Dataset items
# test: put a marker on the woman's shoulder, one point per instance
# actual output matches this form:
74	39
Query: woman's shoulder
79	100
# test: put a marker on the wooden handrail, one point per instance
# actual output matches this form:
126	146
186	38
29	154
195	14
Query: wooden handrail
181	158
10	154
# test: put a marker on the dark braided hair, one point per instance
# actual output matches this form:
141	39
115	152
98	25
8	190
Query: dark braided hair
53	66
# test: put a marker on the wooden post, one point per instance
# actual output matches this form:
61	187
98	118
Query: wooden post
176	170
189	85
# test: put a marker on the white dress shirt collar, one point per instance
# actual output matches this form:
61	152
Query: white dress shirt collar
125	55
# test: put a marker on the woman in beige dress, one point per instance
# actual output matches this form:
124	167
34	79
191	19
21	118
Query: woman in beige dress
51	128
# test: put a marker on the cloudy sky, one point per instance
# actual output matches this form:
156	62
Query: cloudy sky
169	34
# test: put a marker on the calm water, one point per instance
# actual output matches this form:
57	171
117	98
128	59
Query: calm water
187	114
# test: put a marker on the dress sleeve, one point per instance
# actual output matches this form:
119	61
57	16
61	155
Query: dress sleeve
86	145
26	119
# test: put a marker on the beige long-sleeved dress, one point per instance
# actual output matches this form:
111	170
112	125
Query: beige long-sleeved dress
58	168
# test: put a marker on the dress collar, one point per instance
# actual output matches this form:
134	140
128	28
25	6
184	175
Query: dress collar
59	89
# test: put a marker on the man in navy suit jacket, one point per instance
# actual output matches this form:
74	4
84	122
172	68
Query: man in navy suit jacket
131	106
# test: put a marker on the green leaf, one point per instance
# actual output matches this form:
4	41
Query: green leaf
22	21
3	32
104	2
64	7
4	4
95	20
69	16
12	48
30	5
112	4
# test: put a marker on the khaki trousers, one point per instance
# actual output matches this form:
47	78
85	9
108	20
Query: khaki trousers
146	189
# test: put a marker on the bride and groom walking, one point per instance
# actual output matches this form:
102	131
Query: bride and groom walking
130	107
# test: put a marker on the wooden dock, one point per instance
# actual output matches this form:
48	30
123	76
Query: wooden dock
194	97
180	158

(Exercise) Reproduce every item above verbatim.

(Full solution)
# test: put a marker on the woman's shoulder, one point per instance
# actual output matches this form:
74	39
Query: woman's shoulder
79	100
# test: put a marker on the wooden handrail, one point per instance
# actual output matches this form:
126	146
186	38
29	154
195	14
Query: wooden handrail
181	158
10	154
# test: put a marker on the dark braided hair, one point per instance
# actual output matches this form:
141	39
115	152
98	25
8	190
Query: dark braided hair
53	66
# test: put a marker on the wooden post, one point per instance
# actual output matches this form:
61	187
98	118
Query: wooden post
176	170
189	85
# test: put a marker on the white dress shirt collar, one point per instance
# actual output matches this form:
61	152
Query: white dress shirt collar
125	55
# test: put a marker on the woman in beige dress, one point per instance
# actual output matches this form:
124	167
34	79
191	19
21	118
Query: woman in beige dress
51	128
# test: put a marker on the cloudy sky, one point per instance
# actual output matches this form:
156	62
Query: cloudy sky
169	34
# test: put a marker on the calm water, one point per instance
# actual output matches this form:
57	171
117	98
128	59
Query: calm water
187	114
# test: put a marker on the dress sleeve, one point per instance
# actual output matches this form:
119	61
57	16
61	155
Query: dress sleeve
86	145
26	119
# test: put a marker on the beige long-sleeved dress, one point per instance
# actual output matches this form:
111	170
112	125
Query: beige long-sleeved dress
58	168
# test: put a marker on the dress collar, one point per instance
# actual output matches this form:
134	140
128	28
25	6
184	175
Query: dress collar
59	89
# test: put a marker on the man in navy suit jacket, one point per instance
# actual output matches this form:
74	4
84	122
172	68
Query: man in navy suit jacket
131	106
# test: put a marker on the green leaf, one point per instance
# actual output matches this form:
4	41
Query: green leaf
22	21
3	32
104	2
64	7
4	4
95	20
69	16
12	48
30	5
112	4
# test: put a marker on the khaki trousers, one point per instance
# actual output matches this form:
47	78
85	9
108	20
Query: khaki trousers
146	189
# test: put a marker on the bride and groom walking, one point per instance
# actual output matches this form:
102	131
Query: bride and groom walking
130	107
# test: put a marker on the wooden dock, one point per instance
# actual output matches this form:
48	30
123	76
Query: wooden dock
194	97
180	158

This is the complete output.